Dataset records on object locations
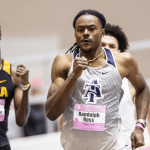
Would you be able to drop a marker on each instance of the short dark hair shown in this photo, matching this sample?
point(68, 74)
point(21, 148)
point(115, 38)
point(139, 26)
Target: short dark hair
point(116, 31)
point(91, 12)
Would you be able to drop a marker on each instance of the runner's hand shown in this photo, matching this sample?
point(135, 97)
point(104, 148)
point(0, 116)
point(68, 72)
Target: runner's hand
point(137, 138)
point(22, 72)
point(79, 65)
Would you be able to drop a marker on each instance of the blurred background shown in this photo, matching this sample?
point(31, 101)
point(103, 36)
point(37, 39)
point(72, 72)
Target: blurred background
point(35, 31)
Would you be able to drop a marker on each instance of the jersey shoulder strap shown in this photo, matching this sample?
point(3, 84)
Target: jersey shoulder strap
point(110, 58)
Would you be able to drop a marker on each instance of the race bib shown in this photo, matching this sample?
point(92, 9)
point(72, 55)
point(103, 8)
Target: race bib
point(2, 109)
point(89, 117)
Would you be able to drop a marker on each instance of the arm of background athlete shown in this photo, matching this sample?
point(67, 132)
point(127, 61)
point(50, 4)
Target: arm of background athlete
point(61, 86)
point(141, 98)
point(148, 123)
point(20, 76)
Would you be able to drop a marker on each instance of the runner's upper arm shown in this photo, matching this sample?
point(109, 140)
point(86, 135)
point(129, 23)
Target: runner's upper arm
point(58, 73)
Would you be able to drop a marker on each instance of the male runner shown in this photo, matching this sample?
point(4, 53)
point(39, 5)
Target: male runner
point(116, 40)
point(86, 88)
point(13, 84)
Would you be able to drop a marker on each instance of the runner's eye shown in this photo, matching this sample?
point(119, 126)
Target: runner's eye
point(80, 30)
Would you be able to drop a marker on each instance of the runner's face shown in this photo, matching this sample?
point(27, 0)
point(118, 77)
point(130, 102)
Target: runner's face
point(110, 42)
point(88, 32)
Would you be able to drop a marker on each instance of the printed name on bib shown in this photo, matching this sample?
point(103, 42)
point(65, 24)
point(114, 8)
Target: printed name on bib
point(89, 117)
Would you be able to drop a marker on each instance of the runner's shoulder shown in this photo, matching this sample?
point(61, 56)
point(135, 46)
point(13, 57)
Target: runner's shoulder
point(63, 58)
point(124, 57)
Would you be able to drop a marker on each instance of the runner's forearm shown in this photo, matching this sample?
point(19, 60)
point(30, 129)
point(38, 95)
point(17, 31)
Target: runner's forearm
point(142, 103)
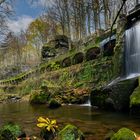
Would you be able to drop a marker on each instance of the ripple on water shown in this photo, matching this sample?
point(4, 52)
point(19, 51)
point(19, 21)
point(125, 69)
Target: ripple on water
point(95, 124)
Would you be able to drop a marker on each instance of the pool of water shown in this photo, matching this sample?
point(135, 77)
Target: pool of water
point(94, 123)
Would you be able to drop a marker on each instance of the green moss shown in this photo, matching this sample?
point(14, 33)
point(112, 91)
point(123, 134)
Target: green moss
point(135, 97)
point(124, 134)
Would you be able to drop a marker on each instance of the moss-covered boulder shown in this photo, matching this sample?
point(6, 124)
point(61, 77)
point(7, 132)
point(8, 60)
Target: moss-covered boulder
point(39, 97)
point(115, 96)
point(135, 101)
point(70, 132)
point(124, 134)
point(11, 131)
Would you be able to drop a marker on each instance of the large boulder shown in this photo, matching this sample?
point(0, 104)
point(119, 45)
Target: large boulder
point(70, 132)
point(135, 101)
point(115, 96)
point(11, 131)
point(124, 134)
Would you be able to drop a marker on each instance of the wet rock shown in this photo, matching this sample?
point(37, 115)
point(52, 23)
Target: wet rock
point(38, 97)
point(135, 101)
point(124, 134)
point(70, 132)
point(47, 135)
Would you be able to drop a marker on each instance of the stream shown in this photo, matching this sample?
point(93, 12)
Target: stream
point(94, 123)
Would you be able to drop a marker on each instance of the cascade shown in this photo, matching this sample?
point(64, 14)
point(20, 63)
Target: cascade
point(132, 51)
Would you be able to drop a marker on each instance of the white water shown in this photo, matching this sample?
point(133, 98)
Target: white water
point(132, 51)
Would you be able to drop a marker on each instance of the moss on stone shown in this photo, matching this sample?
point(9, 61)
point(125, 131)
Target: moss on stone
point(135, 97)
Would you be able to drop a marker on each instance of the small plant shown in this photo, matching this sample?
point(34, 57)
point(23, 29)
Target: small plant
point(49, 125)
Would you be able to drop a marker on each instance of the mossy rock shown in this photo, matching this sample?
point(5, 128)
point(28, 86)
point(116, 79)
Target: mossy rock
point(70, 132)
point(53, 103)
point(38, 97)
point(11, 131)
point(124, 134)
point(135, 101)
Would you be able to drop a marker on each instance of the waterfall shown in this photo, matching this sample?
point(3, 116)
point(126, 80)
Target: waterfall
point(132, 51)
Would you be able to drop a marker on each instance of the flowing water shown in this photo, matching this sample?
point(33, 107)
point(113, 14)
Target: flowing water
point(95, 124)
point(132, 51)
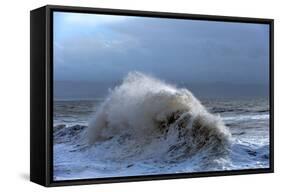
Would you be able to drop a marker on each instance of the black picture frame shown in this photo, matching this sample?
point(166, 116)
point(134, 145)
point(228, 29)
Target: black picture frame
point(41, 94)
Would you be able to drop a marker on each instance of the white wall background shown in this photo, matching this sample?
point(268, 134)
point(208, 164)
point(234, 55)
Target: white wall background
point(14, 95)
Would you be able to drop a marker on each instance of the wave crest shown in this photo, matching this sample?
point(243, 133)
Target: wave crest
point(157, 120)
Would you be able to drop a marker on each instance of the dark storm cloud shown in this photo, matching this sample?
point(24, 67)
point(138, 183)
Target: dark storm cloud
point(105, 48)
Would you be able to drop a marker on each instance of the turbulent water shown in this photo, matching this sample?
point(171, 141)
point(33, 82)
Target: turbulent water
point(146, 126)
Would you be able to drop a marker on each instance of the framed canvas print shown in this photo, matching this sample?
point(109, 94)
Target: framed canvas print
point(121, 95)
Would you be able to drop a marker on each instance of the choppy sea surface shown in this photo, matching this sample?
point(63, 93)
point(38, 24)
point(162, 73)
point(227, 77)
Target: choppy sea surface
point(174, 148)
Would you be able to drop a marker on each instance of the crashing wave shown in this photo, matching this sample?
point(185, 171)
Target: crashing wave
point(147, 119)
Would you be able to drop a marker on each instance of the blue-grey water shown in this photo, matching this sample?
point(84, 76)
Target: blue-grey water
point(247, 119)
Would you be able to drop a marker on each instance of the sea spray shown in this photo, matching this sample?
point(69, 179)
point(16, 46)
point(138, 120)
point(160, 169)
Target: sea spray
point(147, 119)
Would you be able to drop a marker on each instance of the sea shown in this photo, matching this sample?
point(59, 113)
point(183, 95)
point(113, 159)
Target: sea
point(103, 137)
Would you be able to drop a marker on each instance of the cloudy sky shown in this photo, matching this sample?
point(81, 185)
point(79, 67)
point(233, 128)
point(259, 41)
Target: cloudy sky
point(97, 51)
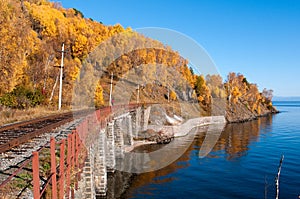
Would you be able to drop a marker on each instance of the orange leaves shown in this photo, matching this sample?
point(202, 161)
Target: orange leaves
point(98, 99)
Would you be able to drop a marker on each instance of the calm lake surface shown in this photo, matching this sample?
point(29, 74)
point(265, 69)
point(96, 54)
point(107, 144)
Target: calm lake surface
point(243, 164)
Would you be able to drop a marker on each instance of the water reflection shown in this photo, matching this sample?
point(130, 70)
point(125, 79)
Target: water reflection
point(233, 143)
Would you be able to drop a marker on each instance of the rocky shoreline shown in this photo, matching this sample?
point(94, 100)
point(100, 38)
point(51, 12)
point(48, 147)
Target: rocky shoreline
point(240, 112)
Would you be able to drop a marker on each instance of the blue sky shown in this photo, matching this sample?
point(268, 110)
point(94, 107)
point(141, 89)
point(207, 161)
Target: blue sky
point(258, 38)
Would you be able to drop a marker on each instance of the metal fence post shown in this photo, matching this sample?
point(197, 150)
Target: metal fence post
point(36, 175)
point(53, 168)
point(62, 169)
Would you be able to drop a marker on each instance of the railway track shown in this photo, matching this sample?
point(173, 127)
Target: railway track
point(16, 134)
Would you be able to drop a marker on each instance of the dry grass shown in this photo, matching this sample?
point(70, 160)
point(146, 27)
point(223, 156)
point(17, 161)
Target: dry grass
point(8, 115)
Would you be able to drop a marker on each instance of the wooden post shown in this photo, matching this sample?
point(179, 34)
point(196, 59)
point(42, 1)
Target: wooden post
point(36, 175)
point(53, 168)
point(68, 177)
point(62, 169)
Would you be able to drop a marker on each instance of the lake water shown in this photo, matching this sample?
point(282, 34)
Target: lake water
point(243, 163)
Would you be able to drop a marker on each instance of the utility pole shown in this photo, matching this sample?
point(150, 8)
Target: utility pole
point(168, 93)
point(138, 95)
point(110, 92)
point(61, 74)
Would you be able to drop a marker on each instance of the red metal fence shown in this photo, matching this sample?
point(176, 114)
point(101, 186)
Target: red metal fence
point(67, 157)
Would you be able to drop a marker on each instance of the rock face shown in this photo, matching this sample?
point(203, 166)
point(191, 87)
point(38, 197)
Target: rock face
point(157, 115)
point(161, 137)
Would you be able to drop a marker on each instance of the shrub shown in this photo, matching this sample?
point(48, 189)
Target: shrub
point(22, 98)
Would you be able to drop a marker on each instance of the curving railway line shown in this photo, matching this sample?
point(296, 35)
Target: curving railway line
point(16, 134)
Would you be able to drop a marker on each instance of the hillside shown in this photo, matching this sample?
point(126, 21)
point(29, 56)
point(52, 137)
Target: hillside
point(31, 35)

Exercise task
Please repeat the lines word for word, starting at the first one and ending at the line that contains "point(35, 31)". Leave the pictures out of your copy.

Expected output
Would you be able to drop a marker on each instance of the short dark hair shown in this photo, matching this sample?
point(68, 74)
point(21, 148)
point(115, 38)
point(139, 26)
Target: short dark hair
point(116, 31)
point(91, 12)
Would you be able to drop a marker on each instance of the runner's hand shown in this photo, matching this sample?
point(135, 97)
point(104, 148)
point(0, 116)
point(68, 72)
Target: runner's hand
point(137, 138)
point(22, 72)
point(79, 65)
Would you be able to drop a marker on each instance of the blurred background shown in this photo, matching this sample?
point(31, 101)
point(103, 36)
point(37, 39)
point(72, 72)
Target: blurred background
point(35, 31)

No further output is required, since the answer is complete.